* [Assigned task] Please repeat word for word the line containing "Could you please locate the gray" and every following line up to and including the last one below, pictures excluded.

++++++++

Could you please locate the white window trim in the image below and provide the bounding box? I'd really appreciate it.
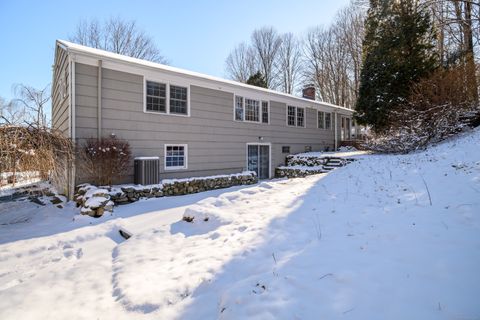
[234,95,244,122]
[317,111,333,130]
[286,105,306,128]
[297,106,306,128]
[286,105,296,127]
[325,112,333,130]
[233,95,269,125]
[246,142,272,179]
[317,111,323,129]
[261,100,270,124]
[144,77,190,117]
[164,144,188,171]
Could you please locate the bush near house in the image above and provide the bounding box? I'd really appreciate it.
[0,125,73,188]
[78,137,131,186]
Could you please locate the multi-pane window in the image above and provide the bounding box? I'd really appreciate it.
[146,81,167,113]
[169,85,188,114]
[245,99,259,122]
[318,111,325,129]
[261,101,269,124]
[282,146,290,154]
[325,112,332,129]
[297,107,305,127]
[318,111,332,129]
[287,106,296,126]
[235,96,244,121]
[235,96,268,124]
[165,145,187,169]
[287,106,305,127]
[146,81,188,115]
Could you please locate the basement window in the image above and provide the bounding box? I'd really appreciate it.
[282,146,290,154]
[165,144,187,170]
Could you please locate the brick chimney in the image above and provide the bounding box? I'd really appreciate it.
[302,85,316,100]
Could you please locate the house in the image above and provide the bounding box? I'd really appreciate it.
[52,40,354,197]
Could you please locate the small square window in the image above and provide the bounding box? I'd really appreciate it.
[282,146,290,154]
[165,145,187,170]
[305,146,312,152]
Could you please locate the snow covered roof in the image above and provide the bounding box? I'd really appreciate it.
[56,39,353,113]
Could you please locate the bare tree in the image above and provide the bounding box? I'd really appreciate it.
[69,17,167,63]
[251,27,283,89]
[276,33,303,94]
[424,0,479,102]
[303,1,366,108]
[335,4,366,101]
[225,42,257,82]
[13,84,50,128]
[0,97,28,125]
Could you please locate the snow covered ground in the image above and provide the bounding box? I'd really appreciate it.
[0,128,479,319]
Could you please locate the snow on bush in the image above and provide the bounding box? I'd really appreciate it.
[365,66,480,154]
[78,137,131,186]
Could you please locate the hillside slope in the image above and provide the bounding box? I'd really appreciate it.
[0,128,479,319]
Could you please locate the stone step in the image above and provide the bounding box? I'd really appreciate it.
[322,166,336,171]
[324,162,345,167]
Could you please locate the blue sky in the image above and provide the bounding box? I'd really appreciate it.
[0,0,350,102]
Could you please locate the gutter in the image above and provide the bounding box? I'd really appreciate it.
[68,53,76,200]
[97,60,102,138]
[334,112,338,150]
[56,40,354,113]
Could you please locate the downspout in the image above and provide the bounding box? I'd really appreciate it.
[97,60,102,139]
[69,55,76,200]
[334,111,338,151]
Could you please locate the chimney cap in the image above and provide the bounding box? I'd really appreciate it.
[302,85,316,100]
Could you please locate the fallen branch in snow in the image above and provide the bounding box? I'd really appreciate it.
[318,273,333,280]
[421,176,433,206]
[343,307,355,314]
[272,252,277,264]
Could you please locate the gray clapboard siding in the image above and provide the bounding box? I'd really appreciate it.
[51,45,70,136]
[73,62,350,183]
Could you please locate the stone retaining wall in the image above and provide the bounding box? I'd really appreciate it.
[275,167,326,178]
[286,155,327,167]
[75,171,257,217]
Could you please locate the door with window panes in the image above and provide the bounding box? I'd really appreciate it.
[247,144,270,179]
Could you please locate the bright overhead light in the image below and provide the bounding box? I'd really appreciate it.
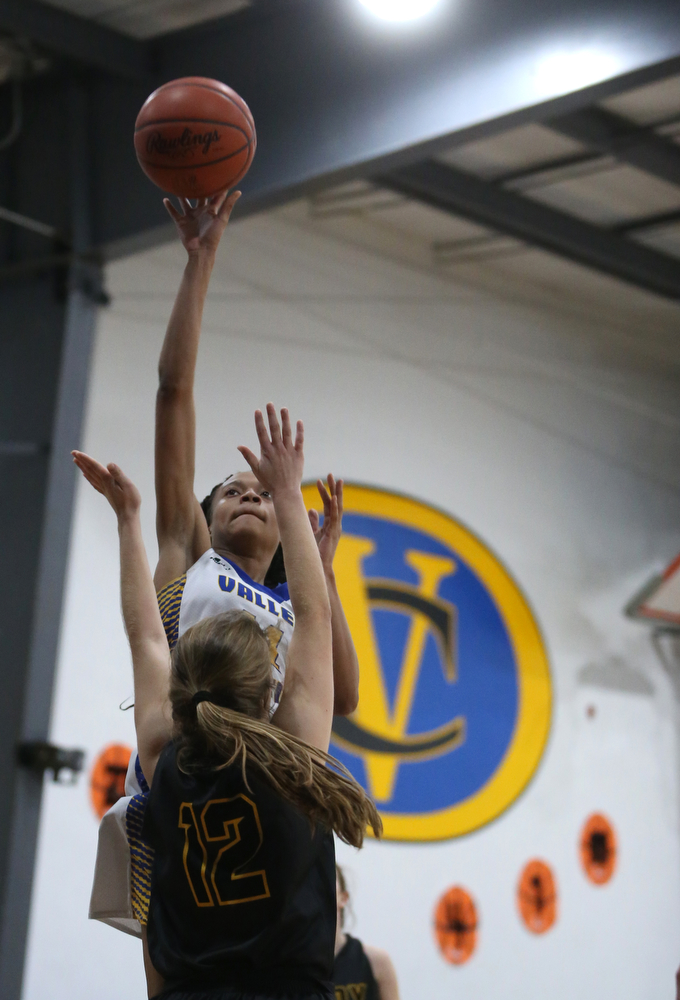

++++++++

* [Result]
Could you please locate the gray clapboard siding in the image above and provide the bounding box? I'd really appreciate it.
[51,45,70,136]
[73,62,350,183]
Could you please locate the stone retaining wall in the image above and provide the bounding box? I'd really appreciate it.
[275,167,326,178]
[286,155,327,167]
[75,171,257,217]
Could you please locate the door with window panes in the image above and provide the bounding box? I'd really appreciate it.
[247,144,270,179]
Could you please locate the bright overhead light in the image below and provide the bounding box? I'd really appreciate it.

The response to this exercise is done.